* **What needs to be done**
Quote everything in the passage on Birkin's career and family from "In 2013, Taschen" down to "for Radio France.", word for word.

* **Source extract**
In 1980, Birkin won a BAFTA award and an Academy Award nomination for his short film Sredni Vashtar, based on the short story by Saki, which he wrote, produced and directed for 20th Century Fox. In 1984 he wrote the shooting script for The Name of the Rose (in which he also had a small acting role), and in 1988 he wrote and directed Burning Secret, based on the novel by Stefan Zweig, which won two awards at the 1989 Venice Film Festival, as well as the Young Jury prize for Best Film at the Brussels Film Festival. In 1993, Birkin wrote and directed The Cement Garden, based on the novel by Ian McEwan, for which he won the Silver Bear for Best Director at the Berlin Film Festival, as well as Best Film at several film festivals, including Dinard, Fort Lauderdale, and Birmingham. In 1998 he collaborated with Luc Besson on the script of The Messenger: The Story of Joan of Arc, and in 2004 co-wrote the screenplay for Perfume: The Story of a Murderer.

In 2013, Taschen published a selection of his photographs and an autobiographical essay in Jane & Serge: A Family Album. In 2017 he wrote an adaptation of Peter Pan for Radio France.

==Personal life==
Birkin has four sons and a daughter. David Birkin (born 1977), artist and photographer, is his eldest son, followed by Anno Birkin (1980–2001), poet and musician, and Ned Birkin (born 1985), whom Birkin directed in The Cement Garden. He is married to artist Karen Birkin, with whom he has a daughter, Emily Jane (born December 2008) and a son, Thomas Bernie (born April 2011). Two of his nieces are actresses: Charlotte Gainsbourg, who also appeared in The Cement Garden, and Lou Doillon.

* **Recorded data**
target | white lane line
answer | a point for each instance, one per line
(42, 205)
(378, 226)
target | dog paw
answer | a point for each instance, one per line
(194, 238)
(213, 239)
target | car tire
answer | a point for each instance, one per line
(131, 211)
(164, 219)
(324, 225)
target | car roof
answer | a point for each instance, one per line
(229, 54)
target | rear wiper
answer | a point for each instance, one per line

...

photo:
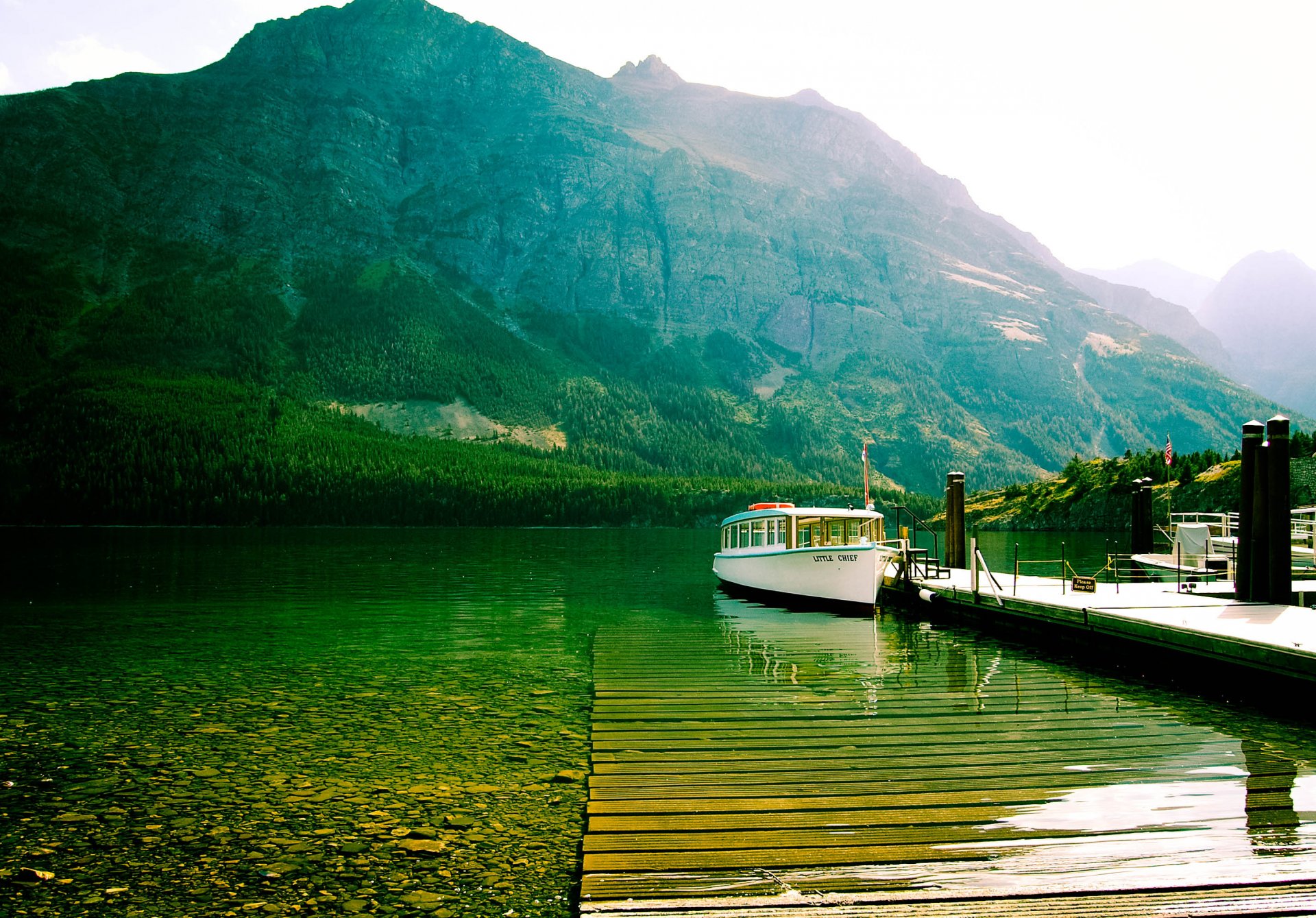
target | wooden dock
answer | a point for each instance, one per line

* **Answer for this exercise**
In 2013, Taschen published a selection of his photographs and an autobiographical essay in Jane & Serge: A Family Album. In 2017 he wrote an adaptation of Peter Pan for Radio France.